Resize the items from the line with "stack with a tight axis-aligned box." up to and including the line with "304, 111, 331, 133" by repeating every line, with the requests left unchanged and each box coordinate in the answers multiplied by 1.8 and rounded to a whole number, halves rounding up. Return only those lines.

-- start Records shown --

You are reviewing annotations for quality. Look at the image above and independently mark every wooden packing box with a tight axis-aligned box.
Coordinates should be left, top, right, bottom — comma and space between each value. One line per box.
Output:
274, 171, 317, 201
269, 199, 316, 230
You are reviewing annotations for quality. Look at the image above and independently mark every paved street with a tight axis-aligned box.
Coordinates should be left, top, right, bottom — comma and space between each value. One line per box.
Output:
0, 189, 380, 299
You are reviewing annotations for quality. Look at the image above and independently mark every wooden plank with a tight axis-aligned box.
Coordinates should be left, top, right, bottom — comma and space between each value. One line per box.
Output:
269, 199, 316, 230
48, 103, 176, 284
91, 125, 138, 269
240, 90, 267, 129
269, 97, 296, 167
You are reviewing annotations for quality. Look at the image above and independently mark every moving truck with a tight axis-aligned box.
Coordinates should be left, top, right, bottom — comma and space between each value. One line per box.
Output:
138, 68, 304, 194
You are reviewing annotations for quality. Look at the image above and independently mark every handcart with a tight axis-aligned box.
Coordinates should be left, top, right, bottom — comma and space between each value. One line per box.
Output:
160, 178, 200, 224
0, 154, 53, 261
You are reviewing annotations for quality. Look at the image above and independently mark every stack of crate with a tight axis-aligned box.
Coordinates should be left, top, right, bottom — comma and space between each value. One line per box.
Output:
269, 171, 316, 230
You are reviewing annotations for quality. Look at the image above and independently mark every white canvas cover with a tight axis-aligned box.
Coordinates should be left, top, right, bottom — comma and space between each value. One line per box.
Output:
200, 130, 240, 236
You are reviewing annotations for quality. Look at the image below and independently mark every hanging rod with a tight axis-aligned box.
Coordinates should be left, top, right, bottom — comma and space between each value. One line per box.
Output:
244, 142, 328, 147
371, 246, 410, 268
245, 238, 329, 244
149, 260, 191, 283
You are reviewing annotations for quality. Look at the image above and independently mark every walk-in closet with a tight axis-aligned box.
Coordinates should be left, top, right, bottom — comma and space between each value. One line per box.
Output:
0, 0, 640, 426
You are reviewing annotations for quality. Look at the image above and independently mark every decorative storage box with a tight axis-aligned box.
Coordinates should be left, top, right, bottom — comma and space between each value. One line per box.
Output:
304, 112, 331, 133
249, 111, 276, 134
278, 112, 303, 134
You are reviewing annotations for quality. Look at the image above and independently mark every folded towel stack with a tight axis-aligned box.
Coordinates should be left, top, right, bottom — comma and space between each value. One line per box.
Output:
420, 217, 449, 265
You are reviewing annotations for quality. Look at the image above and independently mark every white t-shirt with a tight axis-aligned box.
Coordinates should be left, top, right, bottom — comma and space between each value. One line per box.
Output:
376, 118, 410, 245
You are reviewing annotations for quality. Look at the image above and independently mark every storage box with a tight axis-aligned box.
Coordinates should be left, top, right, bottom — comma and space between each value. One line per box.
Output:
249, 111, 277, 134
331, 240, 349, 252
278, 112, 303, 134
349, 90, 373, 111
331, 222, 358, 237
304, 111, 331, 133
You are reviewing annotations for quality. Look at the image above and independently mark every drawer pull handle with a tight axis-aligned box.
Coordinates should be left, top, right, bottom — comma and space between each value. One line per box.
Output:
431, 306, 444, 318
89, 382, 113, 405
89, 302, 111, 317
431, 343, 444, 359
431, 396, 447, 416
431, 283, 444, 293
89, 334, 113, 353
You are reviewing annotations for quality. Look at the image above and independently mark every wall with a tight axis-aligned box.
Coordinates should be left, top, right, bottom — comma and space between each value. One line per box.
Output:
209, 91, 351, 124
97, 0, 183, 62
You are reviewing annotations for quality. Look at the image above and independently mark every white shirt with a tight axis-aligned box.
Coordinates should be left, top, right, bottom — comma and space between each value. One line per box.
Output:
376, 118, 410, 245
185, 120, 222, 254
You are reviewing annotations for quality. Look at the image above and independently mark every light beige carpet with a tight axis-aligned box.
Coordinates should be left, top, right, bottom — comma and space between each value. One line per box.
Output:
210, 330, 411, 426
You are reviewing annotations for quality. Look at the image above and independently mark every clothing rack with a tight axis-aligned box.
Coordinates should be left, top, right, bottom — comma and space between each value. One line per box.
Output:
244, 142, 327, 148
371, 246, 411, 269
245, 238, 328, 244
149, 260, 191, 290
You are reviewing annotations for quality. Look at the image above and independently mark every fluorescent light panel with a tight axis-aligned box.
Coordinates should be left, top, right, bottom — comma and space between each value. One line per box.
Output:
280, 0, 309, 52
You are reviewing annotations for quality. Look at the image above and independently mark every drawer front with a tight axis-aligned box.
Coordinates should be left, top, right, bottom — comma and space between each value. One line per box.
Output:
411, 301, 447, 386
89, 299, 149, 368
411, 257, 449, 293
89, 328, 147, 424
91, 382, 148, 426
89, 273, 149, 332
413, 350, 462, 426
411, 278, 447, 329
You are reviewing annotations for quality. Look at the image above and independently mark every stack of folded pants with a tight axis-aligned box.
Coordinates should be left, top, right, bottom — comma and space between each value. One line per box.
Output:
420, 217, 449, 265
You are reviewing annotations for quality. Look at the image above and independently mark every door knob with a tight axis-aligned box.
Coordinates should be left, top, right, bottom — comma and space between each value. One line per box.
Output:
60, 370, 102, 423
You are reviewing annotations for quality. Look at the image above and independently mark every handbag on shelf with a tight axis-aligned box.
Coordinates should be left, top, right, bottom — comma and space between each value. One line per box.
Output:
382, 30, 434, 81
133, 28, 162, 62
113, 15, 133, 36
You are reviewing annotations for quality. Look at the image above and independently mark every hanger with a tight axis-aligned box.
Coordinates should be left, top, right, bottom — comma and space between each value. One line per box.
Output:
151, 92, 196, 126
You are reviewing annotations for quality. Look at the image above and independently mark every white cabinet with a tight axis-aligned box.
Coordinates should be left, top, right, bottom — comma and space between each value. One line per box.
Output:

-- end Records shown --

◆ Response for this exercise
You are reviewing annotations for quality. Look at the image above and independently mark every folded towel stack with a tight axis-aligned box.
Coordinates should be left, top, right, bottom — comma and space between each value. One line per box.
Output:
756, 391, 808, 477
You are reviewing annotations for quality. Look at the image above and independently mark every white t-shirt with a tight axis-aligned box.
Coordinates should be left, top, right, bottom — comma and space between each value. One line per box.
Output:
677, 212, 738, 441
You are reviewing annotations for quality. Look at the image above and independently mark every storage box with a tight axis-aligned box.
Coordinates should be left, top, right, bottom — comma and space between each value. One line per box.
Output:
448, 200, 499, 241
596, 432, 628, 454
500, 202, 545, 241
628, 162, 671, 200
596, 400, 644, 427
547, 200, 596, 239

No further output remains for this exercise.